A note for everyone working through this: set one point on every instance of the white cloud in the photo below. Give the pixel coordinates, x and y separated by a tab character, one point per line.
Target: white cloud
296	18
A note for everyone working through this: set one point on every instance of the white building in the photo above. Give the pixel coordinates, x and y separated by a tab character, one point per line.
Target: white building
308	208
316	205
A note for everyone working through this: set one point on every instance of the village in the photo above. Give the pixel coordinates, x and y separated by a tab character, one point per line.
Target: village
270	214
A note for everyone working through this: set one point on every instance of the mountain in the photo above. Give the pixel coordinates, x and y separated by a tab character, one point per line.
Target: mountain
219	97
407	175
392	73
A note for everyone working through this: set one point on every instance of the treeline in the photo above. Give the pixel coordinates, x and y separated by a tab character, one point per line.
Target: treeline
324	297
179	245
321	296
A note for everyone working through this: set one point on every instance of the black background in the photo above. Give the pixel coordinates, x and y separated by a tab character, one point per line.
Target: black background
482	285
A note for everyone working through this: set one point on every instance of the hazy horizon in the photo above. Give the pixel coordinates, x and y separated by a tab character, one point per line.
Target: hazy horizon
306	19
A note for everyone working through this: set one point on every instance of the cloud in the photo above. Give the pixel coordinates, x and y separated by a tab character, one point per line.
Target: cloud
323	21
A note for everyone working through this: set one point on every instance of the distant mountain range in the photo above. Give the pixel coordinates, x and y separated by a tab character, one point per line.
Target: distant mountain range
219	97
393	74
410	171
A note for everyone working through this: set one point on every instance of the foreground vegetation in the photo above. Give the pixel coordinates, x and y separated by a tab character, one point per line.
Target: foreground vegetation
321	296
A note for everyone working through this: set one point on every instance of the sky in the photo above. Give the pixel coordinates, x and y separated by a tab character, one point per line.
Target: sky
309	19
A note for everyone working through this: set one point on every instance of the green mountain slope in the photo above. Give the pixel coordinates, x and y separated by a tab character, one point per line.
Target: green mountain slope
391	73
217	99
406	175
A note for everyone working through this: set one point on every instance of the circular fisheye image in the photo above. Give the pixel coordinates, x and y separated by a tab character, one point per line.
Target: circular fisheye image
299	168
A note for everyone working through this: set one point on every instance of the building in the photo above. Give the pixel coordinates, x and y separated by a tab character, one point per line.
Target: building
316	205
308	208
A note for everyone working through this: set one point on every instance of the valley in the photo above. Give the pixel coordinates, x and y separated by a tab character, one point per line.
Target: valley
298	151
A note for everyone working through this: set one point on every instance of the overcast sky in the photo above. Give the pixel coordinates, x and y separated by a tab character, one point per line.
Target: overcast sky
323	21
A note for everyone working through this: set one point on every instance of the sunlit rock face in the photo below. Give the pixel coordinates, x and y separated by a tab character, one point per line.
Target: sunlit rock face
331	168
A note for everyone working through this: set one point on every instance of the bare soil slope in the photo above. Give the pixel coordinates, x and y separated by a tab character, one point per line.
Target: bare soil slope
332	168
----------------
All of the material above needs to be retyped word for word.

- **Solved problem**:
A note for everyone working through this: set one point on every instance of the white cloud in the photo below. Give the pixel coordinates, x and y separated by a tab character, one point per line.
Target: white cloud
296	18
A note for everyone working through this: set one point on every instance of the white building in the photo above. Give the pixel coordinates, x and y separated by a tab character, one point per line.
Target: white building
308	208
316	205
A note for everyone working through this: set one point on every instance of the village in the photo above. Give the pixel coordinates, x and y separated by a tab character, one point per line.
Target: village
270	214
A note for everyone working through this: set one point on every instance of the mountain in the photo above. Give the pixel coordinates, x and y separated by a tab character, one point per line.
Target: mountain
219	97
407	175
392	73
A note for everyone working through this: set one point on every instance of the treeline in the photo above. Give the pixel coordinates, x and y separated by a tab character, one point per line.
Target: treeline
324	297
179	245
321	296
A note for everyone working through this: set one point on every instance of the black background in the photo above. Give the pixel coordinates, x and y separated by a tab character, one point per line.
Target: black background
482	285
A note for everyone working through this: set one point on every instance of the hazy horizon in the photo above. Give the pixel coordinates, x and y separated by a tab character, one point per line.
Target: hazy horizon
306	19
A note for everyone working through this: set one point on every instance of the cloud in the photo above. Give the pixel coordinates, x and y separated by a tab character, one point per line.
Target: cloud
323	21
A note for everyone working through this: set one point on every instance of the distant mountain range in the photo above. Give the pixel coordinates, x and y separated by a tab character, one point per line.
Target: distant mountain range
219	97
393	74
410	171
A note for everyone working through this: set one point on every instance of the foreground vegetation in the photo above. Give the pixel coordinates, x and y separated by a tab character, one point per line.
Target: foreground vegetation
321	296
A note for everyone working through this: set one point on every instance of the sky in the photo above. Give the pixel coordinates, x and y separated by a tab character, one point per line.
Target: sky
309	19
A note for everyone working through this: set one point on every instance of the green mountain slope in the photo above. Give the pixel coordinates, x and y separated by a tab character, one point per line.
Target: green mountain slope
391	73
217	99
406	175
A note for everyone working through this: set one point on every instance of the circular fisheye image in the photo above. Give the pixel coordinates, x and y separated by a tab character, one point per line.
Target: circular fisheye image
299	168
A note for everyone working through this: set one point on every instance of the building in the photo above. Give the pixel coordinates, x and y separated by a tab character, one point per line.
Target: building
316	205
308	208
A note for everyone working through this: set one point on every instance of the valley in the photo above. Give the pixel coordinates, x and y separated by a tab character, one point per line.
Target: valley
298	151
A note for everyone working through this: set one point on every instance of the overcast sky in the photo above. Give the pixel coordinates, x and y separated by a tab character, one point per line.
Target: overcast sky
323	21
A note for everyone working through this: set one point on every instance of the sunlit rock face in the photo below. Give the pixel coordinates, x and y separated by a tab character, one point per line.
Target: sunlit rock face
331	168
A note for everyone working through this: set one point on every instance of the bare soil slope in the photo above. Give the pixel coordinates, x and y separated by a tab character, one point per line.
Target: bare soil slope
332	168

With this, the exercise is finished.